> [EXTRACTED TEXT]:
====

Initially, the blacks were indentured just as European laborers had been. But they were illiterate, and even after long exposure, spoke English or French or Dutch but imperfectly. When the term of their indenture expired, they had no place to go, no way to return to Africa, and likely didn't even know they were free to go--their lives had already descended into slavery, and it didn't take long for the planters to make de facto slaves into de jure slaves.

The North American colonies continued to have very few slaves, and no real need for them, as their survival was to precarious to support a huge, dependent labor force. That, when combined with the complete breakdown of colonial authority during the civil wars in England (1640-1650, roughly) and the Protectorate (1650-60), meant that there was little commerce other than that which could be carried on by the colonists themselves, and by adventurous traders--usually Dutch--who were willing to exploit the political power vacuum. A lively trade grew up supplying food, either in the form of livestock, or salt beef and salt pork, to the planters who needed to feed their growing populations of laborers, but on islands with little arable soil, and most of the useful land of which was given over to the production of sugar cane. When, after 1660, the continental colonies of North American began to expand, this trade expanded to meet the growing demand of planters in the West Indies whose slave populations were also growing. In fact, the demand for food for the slaves was so great, that the new colony of South Carolina specialized in growing rice to sell to the planters of the West Indies.

But that's a rather one sided proposition, so far as the planters were concerned. The southern colonies weren't interested in sugar, and were developing their own monoculture in tobacco. The New England colonies were interested in sugar, in the form of molasses from which they made rum, for smuggling into Europe--but they didn't have any significant population of slaves, and most would eventually ban slavery within their own boundaries. The eventual answer for the West Indian planters was to sell slaves to the southern planters, buying rice, indigo (another South Carolina special) and tobacco. The rice, of course to feed their slaves, and the indigo and tobacco for sale either in Europe (smuggled of course) or in the islands to their neighbors. They would then continue up the coast with their primary cargo, molasses, which they would sell in New England.

====

> [ENTRIES SUPPLIED]:
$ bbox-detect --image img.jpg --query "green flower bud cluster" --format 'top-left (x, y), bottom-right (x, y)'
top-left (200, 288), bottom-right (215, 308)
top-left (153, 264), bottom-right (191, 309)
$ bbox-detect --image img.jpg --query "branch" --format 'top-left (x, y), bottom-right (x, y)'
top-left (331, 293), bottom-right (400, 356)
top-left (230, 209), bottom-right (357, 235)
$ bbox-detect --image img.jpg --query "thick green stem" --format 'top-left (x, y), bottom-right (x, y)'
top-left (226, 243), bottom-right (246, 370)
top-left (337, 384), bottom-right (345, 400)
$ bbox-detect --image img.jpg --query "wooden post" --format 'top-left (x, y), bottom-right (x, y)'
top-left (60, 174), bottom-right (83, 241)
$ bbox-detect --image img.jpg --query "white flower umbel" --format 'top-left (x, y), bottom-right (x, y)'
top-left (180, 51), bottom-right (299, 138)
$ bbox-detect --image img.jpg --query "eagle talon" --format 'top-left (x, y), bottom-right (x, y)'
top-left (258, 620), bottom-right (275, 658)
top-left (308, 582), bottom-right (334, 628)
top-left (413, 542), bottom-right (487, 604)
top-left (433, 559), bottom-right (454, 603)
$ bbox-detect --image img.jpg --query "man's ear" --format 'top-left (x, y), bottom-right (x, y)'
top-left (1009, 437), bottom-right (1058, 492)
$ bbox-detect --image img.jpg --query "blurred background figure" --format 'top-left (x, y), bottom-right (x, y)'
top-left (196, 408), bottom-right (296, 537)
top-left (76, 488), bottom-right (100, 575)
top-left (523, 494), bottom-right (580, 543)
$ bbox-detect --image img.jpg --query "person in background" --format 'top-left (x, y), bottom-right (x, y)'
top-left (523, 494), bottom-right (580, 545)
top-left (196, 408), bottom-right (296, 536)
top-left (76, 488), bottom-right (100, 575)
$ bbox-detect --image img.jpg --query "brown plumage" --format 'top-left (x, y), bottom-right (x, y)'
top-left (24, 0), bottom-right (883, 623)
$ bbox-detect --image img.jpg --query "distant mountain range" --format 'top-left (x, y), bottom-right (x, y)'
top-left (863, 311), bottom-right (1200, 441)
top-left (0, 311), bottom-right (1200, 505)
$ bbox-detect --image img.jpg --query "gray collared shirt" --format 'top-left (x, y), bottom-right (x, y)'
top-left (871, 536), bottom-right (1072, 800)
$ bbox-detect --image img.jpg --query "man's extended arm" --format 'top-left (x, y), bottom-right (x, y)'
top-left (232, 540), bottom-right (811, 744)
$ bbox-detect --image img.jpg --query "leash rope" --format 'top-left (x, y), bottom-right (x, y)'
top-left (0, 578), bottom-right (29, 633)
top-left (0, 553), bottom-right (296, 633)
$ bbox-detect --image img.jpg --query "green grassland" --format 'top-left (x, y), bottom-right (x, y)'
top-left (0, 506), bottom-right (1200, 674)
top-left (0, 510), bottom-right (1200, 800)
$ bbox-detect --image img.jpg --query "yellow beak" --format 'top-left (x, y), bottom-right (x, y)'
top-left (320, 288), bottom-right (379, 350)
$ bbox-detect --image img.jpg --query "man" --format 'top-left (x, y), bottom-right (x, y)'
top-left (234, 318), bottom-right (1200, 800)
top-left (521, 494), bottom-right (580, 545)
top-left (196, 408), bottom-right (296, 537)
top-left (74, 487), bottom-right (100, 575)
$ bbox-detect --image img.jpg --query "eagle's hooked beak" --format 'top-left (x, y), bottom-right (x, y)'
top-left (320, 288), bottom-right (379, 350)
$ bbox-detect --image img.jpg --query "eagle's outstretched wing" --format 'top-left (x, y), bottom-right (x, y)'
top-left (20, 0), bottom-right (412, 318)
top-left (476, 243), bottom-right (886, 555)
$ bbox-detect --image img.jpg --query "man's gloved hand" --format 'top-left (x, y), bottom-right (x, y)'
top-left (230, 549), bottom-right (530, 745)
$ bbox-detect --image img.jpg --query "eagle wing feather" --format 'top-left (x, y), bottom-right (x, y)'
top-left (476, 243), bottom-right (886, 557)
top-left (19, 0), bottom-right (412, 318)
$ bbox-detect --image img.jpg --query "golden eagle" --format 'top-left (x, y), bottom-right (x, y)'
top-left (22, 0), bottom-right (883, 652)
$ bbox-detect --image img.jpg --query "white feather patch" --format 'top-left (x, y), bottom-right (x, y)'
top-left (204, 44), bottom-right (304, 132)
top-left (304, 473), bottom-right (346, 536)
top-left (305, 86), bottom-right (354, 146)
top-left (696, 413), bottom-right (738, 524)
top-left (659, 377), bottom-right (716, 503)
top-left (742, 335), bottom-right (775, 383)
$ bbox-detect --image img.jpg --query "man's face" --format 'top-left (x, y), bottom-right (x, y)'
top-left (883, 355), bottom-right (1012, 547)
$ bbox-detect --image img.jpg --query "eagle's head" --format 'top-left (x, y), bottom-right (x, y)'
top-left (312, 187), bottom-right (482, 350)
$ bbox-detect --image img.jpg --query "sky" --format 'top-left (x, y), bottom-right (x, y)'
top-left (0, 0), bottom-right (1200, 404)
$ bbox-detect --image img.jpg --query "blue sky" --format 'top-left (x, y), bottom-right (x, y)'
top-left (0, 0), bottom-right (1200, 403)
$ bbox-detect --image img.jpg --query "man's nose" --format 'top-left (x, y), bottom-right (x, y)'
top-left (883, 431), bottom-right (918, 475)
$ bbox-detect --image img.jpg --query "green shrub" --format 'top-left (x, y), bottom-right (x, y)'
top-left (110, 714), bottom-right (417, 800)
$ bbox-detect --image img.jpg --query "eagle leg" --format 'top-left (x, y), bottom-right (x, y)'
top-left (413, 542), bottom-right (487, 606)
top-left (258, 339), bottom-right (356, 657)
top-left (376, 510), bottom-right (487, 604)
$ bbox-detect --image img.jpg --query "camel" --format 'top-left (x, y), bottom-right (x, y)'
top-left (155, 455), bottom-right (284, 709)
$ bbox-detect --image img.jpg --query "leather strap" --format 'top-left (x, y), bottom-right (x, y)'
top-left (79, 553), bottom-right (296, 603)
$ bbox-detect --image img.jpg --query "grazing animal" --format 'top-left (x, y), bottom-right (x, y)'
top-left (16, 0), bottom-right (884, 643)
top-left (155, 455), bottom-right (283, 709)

====

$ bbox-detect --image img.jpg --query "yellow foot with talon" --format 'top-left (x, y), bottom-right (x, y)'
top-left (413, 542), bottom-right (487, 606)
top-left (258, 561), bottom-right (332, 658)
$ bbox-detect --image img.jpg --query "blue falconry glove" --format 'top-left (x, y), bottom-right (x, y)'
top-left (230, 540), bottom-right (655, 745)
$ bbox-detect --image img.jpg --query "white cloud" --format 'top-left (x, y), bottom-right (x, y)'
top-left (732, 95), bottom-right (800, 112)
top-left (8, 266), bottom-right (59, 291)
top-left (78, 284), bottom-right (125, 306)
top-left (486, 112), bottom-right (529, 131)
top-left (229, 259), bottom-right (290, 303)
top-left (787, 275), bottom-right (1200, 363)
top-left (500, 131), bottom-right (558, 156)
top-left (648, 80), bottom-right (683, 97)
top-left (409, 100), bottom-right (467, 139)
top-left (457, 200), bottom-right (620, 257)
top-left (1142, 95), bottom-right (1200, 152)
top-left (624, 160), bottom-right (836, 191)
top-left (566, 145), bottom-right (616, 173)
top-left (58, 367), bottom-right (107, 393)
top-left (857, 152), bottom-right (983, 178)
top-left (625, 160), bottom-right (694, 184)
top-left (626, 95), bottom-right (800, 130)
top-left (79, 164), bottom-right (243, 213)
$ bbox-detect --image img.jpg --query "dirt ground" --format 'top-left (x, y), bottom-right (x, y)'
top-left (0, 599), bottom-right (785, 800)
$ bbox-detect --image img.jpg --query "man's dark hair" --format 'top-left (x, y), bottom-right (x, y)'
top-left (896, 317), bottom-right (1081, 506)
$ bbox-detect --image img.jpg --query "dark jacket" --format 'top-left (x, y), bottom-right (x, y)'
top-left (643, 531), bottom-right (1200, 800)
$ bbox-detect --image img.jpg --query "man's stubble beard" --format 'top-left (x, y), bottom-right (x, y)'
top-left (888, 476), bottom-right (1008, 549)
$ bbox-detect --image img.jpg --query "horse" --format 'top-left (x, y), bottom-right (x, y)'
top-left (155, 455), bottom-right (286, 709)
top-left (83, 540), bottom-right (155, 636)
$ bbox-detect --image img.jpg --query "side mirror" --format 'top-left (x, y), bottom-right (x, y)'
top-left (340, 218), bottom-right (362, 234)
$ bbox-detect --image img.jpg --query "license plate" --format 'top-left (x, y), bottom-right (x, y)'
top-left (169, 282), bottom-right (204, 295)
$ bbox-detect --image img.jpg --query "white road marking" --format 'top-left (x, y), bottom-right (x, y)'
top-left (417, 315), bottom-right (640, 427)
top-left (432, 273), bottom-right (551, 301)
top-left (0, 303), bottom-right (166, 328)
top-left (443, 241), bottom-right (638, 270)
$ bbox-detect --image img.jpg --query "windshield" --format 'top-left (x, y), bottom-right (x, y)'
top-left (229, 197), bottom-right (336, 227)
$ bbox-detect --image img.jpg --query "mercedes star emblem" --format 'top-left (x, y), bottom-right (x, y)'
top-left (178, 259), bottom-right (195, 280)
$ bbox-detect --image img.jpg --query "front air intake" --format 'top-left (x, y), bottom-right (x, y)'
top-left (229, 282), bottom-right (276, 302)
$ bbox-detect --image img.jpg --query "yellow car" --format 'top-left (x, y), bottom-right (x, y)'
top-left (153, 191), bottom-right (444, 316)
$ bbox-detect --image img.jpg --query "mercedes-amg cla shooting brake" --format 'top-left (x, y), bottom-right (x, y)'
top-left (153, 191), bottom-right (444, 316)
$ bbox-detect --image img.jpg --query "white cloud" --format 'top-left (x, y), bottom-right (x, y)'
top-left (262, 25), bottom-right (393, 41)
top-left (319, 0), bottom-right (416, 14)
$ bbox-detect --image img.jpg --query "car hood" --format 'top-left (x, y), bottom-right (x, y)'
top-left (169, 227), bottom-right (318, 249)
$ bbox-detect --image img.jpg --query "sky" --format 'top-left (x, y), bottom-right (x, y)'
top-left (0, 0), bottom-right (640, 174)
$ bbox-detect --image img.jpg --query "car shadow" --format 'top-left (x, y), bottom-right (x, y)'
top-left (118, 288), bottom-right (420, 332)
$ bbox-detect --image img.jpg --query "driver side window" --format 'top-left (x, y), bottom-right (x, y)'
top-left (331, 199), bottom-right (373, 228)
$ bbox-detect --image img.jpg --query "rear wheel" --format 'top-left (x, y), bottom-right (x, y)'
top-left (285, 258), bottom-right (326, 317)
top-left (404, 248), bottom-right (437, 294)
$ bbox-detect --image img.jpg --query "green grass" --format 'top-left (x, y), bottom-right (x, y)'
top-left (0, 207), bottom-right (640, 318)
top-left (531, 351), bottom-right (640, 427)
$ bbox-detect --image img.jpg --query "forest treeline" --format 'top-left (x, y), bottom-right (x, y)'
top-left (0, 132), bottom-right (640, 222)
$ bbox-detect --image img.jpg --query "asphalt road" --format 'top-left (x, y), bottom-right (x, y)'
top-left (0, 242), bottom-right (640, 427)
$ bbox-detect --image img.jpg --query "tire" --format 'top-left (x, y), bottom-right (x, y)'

====

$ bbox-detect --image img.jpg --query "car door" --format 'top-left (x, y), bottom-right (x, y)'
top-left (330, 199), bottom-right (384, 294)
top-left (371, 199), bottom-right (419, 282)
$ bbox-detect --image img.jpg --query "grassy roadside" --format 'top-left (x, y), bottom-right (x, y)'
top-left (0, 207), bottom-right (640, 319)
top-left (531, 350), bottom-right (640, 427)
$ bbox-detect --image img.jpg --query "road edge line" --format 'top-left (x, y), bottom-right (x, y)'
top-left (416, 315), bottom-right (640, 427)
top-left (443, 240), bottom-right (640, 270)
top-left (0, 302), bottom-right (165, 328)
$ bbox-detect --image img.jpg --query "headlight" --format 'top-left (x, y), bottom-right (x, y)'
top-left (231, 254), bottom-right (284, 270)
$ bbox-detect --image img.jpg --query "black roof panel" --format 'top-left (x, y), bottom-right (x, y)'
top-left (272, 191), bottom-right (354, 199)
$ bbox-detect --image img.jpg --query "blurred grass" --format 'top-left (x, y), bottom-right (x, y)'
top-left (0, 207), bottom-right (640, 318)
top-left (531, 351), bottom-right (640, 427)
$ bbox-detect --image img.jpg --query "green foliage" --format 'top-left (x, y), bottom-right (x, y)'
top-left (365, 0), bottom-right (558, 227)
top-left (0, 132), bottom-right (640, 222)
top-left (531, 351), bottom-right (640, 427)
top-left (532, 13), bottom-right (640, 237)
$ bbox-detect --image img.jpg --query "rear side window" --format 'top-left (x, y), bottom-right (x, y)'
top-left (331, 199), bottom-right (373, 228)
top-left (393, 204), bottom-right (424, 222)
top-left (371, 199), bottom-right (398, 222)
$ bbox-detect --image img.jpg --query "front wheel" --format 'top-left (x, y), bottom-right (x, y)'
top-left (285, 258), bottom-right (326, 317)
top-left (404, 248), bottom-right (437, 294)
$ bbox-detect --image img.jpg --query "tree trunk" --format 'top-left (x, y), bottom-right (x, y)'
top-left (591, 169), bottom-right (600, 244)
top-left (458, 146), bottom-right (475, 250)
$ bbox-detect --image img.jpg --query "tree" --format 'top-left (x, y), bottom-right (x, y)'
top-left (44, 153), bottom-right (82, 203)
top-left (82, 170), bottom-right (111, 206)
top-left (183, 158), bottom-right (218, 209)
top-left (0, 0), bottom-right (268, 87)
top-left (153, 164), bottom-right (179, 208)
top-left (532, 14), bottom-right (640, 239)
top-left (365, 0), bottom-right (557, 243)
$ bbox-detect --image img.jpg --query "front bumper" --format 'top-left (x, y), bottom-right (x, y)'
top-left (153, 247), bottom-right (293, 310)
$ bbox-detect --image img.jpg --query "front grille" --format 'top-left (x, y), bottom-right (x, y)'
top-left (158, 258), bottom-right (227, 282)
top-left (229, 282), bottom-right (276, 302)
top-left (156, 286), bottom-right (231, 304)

====

> [PROBLEM DETAILS]: Repeat word for word the part of the passage above on colonial slavery and trade, starting at "Initially, the blacks" and ending at "de jure slaves.".

> [SOLUTION TO THE EXERCISE]:
Initially, the blacks were indentured just as European laborers had been. But they were illiterate, and even after long exposure, spoke English or French or Dutch but imperfectly. When the term of their indenture expired, they had no place to go, no way to return to Africa, and likely didn't even know they were free to go--their lives had already descended into slavery, and it didn't take long for the planters to make de facto slaves into de jure slaves.